> **EXERCISE**: Copy these lines exactly as they appear.

> **RECORDS FOR THE TASK**:
######

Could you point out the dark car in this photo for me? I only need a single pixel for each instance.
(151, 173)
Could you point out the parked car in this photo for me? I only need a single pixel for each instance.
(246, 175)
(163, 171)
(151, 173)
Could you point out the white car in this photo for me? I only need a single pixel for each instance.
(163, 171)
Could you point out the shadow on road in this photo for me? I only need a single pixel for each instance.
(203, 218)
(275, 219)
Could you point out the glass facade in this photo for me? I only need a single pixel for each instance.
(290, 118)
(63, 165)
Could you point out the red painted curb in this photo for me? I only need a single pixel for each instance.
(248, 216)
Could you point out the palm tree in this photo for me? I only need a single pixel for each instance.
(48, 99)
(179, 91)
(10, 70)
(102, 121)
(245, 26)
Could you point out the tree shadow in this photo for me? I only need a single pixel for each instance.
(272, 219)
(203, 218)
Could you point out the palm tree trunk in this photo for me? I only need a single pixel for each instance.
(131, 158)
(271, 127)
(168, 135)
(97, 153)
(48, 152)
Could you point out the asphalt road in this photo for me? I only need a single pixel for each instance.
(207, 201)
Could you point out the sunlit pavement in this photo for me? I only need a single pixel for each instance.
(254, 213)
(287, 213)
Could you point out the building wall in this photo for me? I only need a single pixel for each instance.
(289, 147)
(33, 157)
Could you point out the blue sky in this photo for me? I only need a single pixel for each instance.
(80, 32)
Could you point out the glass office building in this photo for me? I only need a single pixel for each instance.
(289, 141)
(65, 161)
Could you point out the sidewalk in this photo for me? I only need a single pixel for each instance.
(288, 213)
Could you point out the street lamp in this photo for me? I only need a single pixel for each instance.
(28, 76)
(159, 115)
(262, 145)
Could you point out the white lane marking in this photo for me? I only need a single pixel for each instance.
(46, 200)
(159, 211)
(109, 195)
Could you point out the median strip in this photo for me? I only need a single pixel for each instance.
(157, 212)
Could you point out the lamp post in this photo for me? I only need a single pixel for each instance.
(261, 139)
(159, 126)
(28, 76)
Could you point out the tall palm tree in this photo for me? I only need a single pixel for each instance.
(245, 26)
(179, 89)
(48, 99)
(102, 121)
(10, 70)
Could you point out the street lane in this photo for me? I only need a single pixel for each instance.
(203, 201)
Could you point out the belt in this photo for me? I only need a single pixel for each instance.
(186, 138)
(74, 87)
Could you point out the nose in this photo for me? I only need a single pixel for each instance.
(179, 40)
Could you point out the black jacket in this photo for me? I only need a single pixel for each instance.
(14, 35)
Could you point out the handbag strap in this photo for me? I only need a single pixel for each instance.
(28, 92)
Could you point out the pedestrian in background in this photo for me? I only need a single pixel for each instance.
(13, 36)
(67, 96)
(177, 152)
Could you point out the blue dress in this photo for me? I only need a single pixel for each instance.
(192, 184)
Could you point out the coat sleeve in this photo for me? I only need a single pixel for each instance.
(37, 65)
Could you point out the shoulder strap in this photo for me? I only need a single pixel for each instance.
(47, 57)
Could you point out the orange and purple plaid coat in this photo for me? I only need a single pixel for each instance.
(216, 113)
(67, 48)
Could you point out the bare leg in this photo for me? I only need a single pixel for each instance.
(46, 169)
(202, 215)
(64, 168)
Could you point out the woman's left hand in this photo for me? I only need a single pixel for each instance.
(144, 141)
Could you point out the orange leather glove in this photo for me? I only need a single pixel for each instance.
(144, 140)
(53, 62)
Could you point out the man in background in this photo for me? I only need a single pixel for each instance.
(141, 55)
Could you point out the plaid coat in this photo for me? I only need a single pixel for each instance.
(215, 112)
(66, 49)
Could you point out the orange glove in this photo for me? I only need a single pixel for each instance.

######

> **ANSWER TO THIS EXERCISE**:
Could you point out the dark car in this photo for me? I only need a single pixel for each instance.
(151, 173)
Could you point out the parked car in this photo for me? I only need a single pixel for each instance.
(246, 175)
(163, 171)
(151, 173)
Could you point out the white car in this photo for me? I only need a single pixel for each instance.
(163, 171)
Could you point out the shadow on road in this photo for me? I only need a single pixel for each instance.
(203, 218)
(275, 219)
Could you point out the glass facade in this photo for me? I only need a single pixel for each instance.
(290, 118)
(63, 165)
Could you point out the red painted curb in this photo for me? I only need a single pixel for each instance.
(248, 216)
Could you point out the palm tree in this photo for me? I only need a single pixel for each instance.
(48, 99)
(179, 91)
(10, 70)
(102, 121)
(245, 26)
Could you point out the tree shadow in this photo for me? I only need a single pixel for each instance.
(272, 219)
(203, 218)
Could you point out the palm tree trunk in this photo for me? I only need a single pixel for each instance.
(131, 158)
(271, 127)
(168, 135)
(97, 153)
(48, 152)
Could you point out the asphalt road in this photo for me? I only need a single pixel for each instance.
(207, 201)
Could you point out the sunlit pavement in this photo for me? I only need a single pixel for each instance.
(254, 213)
(287, 213)
Could you point out the building wall in this photo for me? I only need a single pixel for each instance.
(289, 147)
(33, 157)
Could you point out the blue sky in this photo for me? I only need a single pixel for each instance.
(80, 32)
Could you point out the glass office building in this photo for me? I only need a single pixel for each instance.
(289, 141)
(65, 161)
Could you point out the sidewalk in this photo for me? I only need a single pixel for each instance.
(288, 213)
Could you point out the street lamp in this photo for me? I only need a single pixel for each instance.
(28, 76)
(159, 115)
(262, 145)
Could you point out the white lane marking in this photo for me? I only need a single pixel for each instance.
(46, 200)
(159, 211)
(109, 195)
Could you point out the median strip in this photo for me? I only need a single pixel for each instance.
(157, 212)
Could you point out the lamp post in this photo for me? I only need a single pixel for each instance.
(261, 139)
(159, 126)
(28, 76)
Could you point out the tall palm tree in this photo for me? I only need a single pixel for each instance.
(245, 26)
(179, 89)
(48, 99)
(102, 121)
(10, 70)
Could you point out the street lane in this photo for me? I only need a single pixel for each instance.
(203, 201)
Could you point out the belt in this photo for me? I only need a single pixel for each instance.
(186, 138)
(74, 87)
Could you point out the nose in this photo for me? I only need a single pixel for each instance.
(179, 40)
Could you point out the black jacket in this photo for me? I only need a single pixel for each instance.
(14, 35)
Could you point out the handbag strap in this photo for me? I only need a single pixel for each instance.
(28, 92)
Could you point out the pedestrian in background in this photo for me? I only need a single pixel for each instance.
(13, 36)
(67, 96)
(177, 152)
Could you point out the blue dress in this photo for me? I only need a single pixel for each instance.
(192, 184)
Could you point out the coat sleeve in this photo for me? I only need a single pixel for each instance.
(37, 65)
Could you point out the shoulder strap in this photo for me? I only need a single pixel for each instance.
(47, 57)
Could you point out the orange and purple plaid coat in this photo for me? I only need a single pixel for each instance.
(216, 113)
(67, 48)
Could you point out the bare leg in this photo for me? I only need a single pixel for each instance.
(46, 169)
(202, 215)
(64, 168)
Could you point out the woman's left hand in this photo for me? I only need a single pixel for each instance.
(144, 141)
Could you point out the orange leather glove in this photo for me? I only need a single pixel for each instance.
(144, 140)
(53, 62)
Could you point out the man in background in this photo for me? I only need a single pixel for each instance.
(141, 55)
Could you point out the plaid coat in this photo for me? I only need a single pixel for each instance.
(215, 112)
(66, 49)
Could you point out the orange glove in this photo for me? I only need a single pixel for each instance.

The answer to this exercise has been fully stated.